[start SOURCE]

I, on the other hand, have been attempting to persuade two left feet to vaguely co-operate for just five minutes.
Though it feels like a lifetime.
It would be fair to say my dance lesson is not going well.
I should, perhaps, have had a potent mojito cocktail to give my Strictly Come Dancing effort a bit more of a Strictly Rum Dancing flavour.
Jocelyn
is a charitable teacher, kindly pointing out that I am a man and therefore supposed to lead. And that I’m supposed to be going backwards,
not sideways.
Or forwards, not shuffling on the spot.
Or was it backwards again? Who knows?
Even benevolent Brucie would be hard-pressed
to say I was his favourite at the end of this rather ropey routine.
“Smaller steps,” Jocelyn keeps telling me.
“Smaller steps.”
Frankly,
I’m just trying not to fall over. I don’t know what Strictly judges Craig, Darcey, Len and Bruno would make of me.
I am a dance dunce.
Still there’s much more to this astonishing city than incompetent salsa by a leaden-footed Brit.
Sights, smells, tastes, sounds… Havana is a throbbing, throwback that puts your senses on a huge overload.
How about the striking visual assault as you first see this extraordinary old Spanish colonial wonder?
Preferably
arrive in a 1950s American open-top taxi from the airport, as I did on a
whistle-stop trip last autumn with Virgin Atlantic.
You’ll soon notice there’s much more of a South or Central American feel to Havana, than a Caribbean one.
Everywhere what were once quite lavish buildings are in various states of decay, ranging from being ‘in need of a little TLC’ to
‘we’ll need to go to El BQ’ to ‘seriously in need of the wrecking ball’ though some restoration programmes are under way.
No, this is not the Caribbean of the holiday brochures – all sparkling azure seas and sugary sand.
Yes,
of course, there’s that elsewhere on the island of Cuba (and actually quite close to Havana) but this is a proper city of more than two million people and while it’s not 24/7 it’s pretty close.
Take
the traffic, for example.
The local Habaneros (it’s Habana here, not Havana) are enthusiastic users of the roads and of the vehicle’s horn, though it’s not so much the amount of the traffic as its variety that is
astonishing.
Cuba’s closeness to, then decades of communist isolation from, its vast neighbour to the north means there’s a huge number of those post-war US gas guzzlers still on the streets.
Plus there are plenty of utilitarian,
boxy Eastern Bloc cars and lorries and curious fibreglass buggies that look like they’ve escaped from a 1960s theme park.
Which all adds to the atmosphere in two ways.
Noise. Undeniably, there is a hum of the internal combustion engine day and night in central Havana.
Smell. It’s fair to say, there’s a good whiff of Venezuela’s finest petroleum about the town.
Havana
doesn’t exactly have a London- style emissions control zone.
Mayor Boris Johnson would take one sniff here and be straight on the phone to his fresh-air tsar to tell him to get on the next plane (assuming he could get a mobile signal, but that’s another story).
Which
all goes some way to explaining why I was sitting in an open-top Buick taxi being driven through something of a fug of fumes to another of Havana’s ‘atmospheric’ attractions – the H Upmann cigar factory.

[end SOURCE]
[start GIVEN RECORDS]

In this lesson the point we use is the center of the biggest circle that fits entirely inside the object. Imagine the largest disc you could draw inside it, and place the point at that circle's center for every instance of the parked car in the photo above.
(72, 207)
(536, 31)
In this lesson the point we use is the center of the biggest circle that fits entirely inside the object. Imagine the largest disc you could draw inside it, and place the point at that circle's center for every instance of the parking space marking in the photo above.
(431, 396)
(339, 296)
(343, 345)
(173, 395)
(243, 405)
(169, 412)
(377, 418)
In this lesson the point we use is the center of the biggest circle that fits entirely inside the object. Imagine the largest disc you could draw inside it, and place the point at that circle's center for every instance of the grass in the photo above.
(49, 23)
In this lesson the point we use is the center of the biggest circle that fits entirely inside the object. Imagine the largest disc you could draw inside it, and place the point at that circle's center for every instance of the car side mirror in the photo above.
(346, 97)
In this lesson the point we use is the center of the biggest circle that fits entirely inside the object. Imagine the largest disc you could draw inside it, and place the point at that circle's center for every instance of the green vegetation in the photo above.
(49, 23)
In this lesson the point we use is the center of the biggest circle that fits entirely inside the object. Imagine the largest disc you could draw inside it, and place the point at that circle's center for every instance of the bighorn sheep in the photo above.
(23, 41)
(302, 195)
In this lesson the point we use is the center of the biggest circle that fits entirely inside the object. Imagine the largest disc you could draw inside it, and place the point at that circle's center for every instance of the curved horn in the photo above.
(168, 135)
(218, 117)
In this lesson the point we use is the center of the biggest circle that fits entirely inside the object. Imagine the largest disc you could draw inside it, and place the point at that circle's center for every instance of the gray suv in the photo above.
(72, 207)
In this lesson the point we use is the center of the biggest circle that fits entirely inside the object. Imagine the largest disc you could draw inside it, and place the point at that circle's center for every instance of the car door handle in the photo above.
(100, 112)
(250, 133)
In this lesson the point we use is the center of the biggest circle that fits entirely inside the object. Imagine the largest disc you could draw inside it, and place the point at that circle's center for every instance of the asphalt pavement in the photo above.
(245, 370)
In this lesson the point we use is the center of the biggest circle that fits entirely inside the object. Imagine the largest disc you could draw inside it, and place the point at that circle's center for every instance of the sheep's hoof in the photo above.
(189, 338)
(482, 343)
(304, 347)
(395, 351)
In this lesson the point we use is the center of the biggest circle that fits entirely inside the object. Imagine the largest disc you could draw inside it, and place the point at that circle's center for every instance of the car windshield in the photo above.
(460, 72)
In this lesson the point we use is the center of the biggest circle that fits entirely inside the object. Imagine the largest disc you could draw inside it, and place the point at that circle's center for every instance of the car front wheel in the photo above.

[end GIVEN RECORDS]

■ PROBLEM 1
According to the travel piece about Havana, how many people live in the city?
■ PROBLEM 2
From the travel piece about Havana, set down without changes the passage that begins at the words "I should, perhaps, have" and stops after the words "a leaden-footed Brit.".
■ PROBLEM 3
Write the next part of the travel piece about Havana, carrying on after its final sentence.
The listing is separate material from the travel piece about Havana.

■ RESPONSE 1
More than two million people.

■ RESPONSE 2
I should, perhaps, have had a potent mojito cocktail to give my Strictly Come Dancing effort a bit more of a Strictly Rum Dancing flavour.
Jocelyn
is a charitable teacher, kindly pointing out that I am a man and therefore supposed to lead. And that I’m supposed to be going backwards,
not sideways.
Or forwards, not shuffling on the spot.
Or was it backwards again? Who knows?
Even benevolent Brucie would be hard-pressed
to say I was his favourite at the end of this rather ropey routine.
“Smaller steps,” Jocelyn keeps telling me.
“Smaller steps.”
Frankly,
I’m just trying not to fall over. I don’t know what Strictly judges Craig, Darcey, Len and Bruno would make of me.
I am a dance dunce.
Still there’s much more to this astonishing city than incompetent salsa by a leaden-footed Brit.

■ RESPONSE 3
A
tour of a cigar factory in Havana really is a must, even if you don’t smoke (and they’re not smoky), to see where 400 skilled workers produce 15-25,000 Cohibas (Fidel Castro’s choice of cigar), Montecristos and Romeo y Julietas a day by hand, to the strains of, in true Cuban tradition, the news from the state paper being read out to staff each day.
Yes, there’s a shop for bargain smokes. And, no, the tobacco is not rolled on women’s thighs.
I
was staying at the splendidly restored Saratoga Hotel in central Havana, which has a lovely rooftop pool area with a view of the extraordinary jumble of lower rooftops.
It’s handy for the sights, including the magnificent Capitolio, the old seat of government before the revolution, which is now a science academy. It’s also handy for the old city and a walking tour of this Unesco world heritage site is a must.
As is a stop for a traditional Cuban lunch of lamb, black beans and rice (around £4-£5) at the terrific Dona Eutimia restaurant in a side street close to the cathedral, which is also a must-see.
And
for dinner, I’d recommend La Guarida ( laguarida.com
), the city’s best-known paladar, or Cuban restaurant, located on the top floor of a dilapidated building and reached by flights of gloomy stone steps that pass the open windows of apartments.
The food matches the atmosphere and
experience (around £18, a bit pricey by Cuban standards).
I
also tried Starbien for lunch, a trendy spot run on more commercial lines in the Vedado district.
With gorgeous stuffed peppers for about £2.40 and £6.70 for tender filet mignon with green pepper sauce, it’s easy to see why it’s a success in the modernising Cuba.
Indeed,
now that Fidel Castro has loosened his iron grip and his brother Raul is in charge, things have eased.
Cuba is still a communist country but entrepreneurs are being encouraged.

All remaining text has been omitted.